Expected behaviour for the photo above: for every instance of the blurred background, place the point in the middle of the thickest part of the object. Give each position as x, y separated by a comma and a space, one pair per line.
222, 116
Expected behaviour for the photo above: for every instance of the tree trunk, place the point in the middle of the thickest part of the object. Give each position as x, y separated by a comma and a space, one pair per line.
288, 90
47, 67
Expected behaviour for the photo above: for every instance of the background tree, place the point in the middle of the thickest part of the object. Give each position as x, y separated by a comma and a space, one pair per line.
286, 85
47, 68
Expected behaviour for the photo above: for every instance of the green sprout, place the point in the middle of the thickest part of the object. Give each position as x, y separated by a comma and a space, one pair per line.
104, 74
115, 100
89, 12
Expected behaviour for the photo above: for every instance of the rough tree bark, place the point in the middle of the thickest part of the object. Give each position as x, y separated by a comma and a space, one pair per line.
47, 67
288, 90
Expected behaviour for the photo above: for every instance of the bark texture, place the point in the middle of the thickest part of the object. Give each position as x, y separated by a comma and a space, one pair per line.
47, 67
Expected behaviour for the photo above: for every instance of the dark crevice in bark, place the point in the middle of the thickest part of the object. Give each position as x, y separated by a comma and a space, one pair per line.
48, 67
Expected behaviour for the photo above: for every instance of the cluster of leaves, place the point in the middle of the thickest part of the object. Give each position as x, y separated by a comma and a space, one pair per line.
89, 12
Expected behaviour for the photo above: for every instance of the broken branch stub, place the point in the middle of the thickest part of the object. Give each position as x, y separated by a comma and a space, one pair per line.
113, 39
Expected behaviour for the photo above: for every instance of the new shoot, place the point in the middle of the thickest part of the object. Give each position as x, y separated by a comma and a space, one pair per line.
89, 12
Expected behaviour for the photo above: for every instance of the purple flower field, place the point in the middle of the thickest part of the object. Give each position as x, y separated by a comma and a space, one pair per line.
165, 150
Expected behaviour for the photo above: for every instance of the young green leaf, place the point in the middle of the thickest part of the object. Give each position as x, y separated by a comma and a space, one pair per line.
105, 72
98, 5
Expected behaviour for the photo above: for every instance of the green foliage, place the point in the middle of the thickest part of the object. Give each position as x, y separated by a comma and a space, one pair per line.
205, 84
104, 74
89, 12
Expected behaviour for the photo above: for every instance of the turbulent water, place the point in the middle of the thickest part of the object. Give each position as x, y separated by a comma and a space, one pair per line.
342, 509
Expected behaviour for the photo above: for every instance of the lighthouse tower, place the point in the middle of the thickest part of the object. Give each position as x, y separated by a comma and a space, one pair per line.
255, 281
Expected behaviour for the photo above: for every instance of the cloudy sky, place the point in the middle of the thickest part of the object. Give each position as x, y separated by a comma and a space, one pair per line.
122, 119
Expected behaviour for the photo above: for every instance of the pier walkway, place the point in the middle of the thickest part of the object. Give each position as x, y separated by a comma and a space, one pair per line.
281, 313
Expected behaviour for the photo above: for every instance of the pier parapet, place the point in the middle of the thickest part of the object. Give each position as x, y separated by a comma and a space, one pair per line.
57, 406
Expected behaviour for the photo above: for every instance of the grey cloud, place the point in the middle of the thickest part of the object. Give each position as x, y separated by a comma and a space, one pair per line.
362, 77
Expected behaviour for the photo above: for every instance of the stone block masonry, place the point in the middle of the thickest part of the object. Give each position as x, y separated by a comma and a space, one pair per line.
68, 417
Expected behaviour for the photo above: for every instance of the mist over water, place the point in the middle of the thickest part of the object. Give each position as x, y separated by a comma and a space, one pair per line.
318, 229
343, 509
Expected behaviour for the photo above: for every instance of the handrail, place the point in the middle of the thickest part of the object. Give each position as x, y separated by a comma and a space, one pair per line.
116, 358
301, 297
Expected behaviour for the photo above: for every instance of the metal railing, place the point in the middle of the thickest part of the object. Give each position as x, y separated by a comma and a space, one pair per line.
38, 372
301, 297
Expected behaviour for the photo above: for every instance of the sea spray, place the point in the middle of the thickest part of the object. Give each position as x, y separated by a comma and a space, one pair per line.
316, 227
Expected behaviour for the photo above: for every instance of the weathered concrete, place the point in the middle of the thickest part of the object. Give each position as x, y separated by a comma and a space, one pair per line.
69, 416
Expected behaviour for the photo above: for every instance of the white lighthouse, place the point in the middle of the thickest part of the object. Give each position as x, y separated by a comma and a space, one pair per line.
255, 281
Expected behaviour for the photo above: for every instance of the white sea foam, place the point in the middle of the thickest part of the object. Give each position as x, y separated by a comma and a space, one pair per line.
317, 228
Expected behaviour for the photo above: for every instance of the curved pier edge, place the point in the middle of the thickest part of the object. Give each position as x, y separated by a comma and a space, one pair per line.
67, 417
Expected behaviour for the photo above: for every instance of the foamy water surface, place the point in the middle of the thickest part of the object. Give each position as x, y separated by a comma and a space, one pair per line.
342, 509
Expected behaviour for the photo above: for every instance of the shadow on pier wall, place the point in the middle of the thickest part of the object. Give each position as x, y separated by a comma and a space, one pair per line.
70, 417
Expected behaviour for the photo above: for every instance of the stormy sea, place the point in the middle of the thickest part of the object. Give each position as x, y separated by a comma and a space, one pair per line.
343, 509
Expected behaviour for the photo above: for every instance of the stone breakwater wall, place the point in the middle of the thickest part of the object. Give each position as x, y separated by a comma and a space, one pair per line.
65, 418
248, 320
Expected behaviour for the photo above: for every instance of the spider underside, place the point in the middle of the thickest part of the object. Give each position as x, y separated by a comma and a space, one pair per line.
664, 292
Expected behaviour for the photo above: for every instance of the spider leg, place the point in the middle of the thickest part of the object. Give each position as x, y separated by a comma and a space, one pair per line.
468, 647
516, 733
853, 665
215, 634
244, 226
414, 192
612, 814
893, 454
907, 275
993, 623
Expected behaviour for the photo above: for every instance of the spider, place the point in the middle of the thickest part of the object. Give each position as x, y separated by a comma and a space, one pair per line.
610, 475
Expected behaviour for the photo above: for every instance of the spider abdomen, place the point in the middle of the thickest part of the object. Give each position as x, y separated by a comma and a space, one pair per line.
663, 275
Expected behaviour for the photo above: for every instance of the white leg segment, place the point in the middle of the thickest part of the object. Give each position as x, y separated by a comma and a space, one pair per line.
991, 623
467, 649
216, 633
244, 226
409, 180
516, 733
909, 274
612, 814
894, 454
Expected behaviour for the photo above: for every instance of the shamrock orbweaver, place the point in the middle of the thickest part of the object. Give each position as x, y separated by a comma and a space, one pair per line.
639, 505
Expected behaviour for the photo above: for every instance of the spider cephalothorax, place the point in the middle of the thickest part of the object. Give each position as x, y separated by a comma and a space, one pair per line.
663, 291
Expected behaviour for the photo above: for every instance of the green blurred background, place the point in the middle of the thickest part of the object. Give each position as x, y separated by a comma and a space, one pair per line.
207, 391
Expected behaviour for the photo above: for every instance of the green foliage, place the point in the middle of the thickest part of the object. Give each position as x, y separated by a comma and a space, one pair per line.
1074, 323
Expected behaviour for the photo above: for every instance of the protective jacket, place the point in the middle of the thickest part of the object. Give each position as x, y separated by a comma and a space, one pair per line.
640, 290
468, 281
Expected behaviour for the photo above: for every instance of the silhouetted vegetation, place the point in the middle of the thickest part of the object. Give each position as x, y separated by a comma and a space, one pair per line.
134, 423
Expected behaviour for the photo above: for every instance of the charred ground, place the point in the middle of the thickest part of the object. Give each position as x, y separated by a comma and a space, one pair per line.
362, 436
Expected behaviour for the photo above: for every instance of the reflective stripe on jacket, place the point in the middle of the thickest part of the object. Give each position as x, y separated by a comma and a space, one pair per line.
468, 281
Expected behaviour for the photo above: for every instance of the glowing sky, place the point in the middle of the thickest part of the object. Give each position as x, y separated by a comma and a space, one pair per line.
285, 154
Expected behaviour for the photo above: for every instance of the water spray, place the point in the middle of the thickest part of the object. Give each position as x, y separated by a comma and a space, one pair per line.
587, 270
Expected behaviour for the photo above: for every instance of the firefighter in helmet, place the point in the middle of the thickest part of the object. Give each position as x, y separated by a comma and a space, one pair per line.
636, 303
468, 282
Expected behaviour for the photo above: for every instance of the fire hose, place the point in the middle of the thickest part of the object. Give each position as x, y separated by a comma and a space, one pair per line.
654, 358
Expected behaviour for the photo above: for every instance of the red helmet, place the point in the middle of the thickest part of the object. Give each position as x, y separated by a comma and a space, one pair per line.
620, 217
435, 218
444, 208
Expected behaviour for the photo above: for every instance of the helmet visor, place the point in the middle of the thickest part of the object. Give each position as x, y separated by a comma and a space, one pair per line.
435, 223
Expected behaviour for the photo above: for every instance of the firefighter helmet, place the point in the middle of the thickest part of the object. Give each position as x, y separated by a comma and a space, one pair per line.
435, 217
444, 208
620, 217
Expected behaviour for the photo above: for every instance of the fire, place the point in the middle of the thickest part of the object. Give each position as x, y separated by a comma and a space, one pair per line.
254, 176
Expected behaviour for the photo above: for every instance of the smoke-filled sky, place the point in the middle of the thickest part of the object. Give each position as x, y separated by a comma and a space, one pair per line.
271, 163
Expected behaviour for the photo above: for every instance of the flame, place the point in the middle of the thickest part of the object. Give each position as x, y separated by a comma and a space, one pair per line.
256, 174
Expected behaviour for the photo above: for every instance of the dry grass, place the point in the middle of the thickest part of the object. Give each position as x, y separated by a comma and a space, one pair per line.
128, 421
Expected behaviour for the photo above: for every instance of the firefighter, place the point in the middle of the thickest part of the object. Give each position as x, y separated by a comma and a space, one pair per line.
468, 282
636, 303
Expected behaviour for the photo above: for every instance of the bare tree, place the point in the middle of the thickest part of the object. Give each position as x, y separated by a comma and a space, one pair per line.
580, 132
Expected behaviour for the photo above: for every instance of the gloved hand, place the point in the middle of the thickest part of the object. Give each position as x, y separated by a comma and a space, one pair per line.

============

Starting at the line that contains "the flame, place", retype each line through the end of the listing above and nothing else.

Expected behaviour for the photo above: for every instance of the flame, place the point in the middle of the thickest part of the object. Give each position as x, y separated by a comma and a space, one pair per line.
256, 174
Expected behaviour for the photo above: for every instance of the dry grass, place the point in the middle of the thickest part of the object. Give each position as x, y separated by a comma and a space, one pair per line.
128, 421
Expected behaviour for the photo above: for every instance of the firefighter, place the point in the middle of the thickest part of the object. Give each position as x, y separated by a comma and a space, one pair per line.
468, 282
636, 303
Expected behaviour for the photo above: for every instance of the bare tree, place the point in the middle of the thickest part of the object. Give each position as x, y separated by a comma and a space, one pair per line.
580, 132
Expected behaviour for the photo above: for every instance of the gloved hand, place the point in the middle of the thickest part of the object. Give each position as x, y separated by a comma and a space, one pair per line.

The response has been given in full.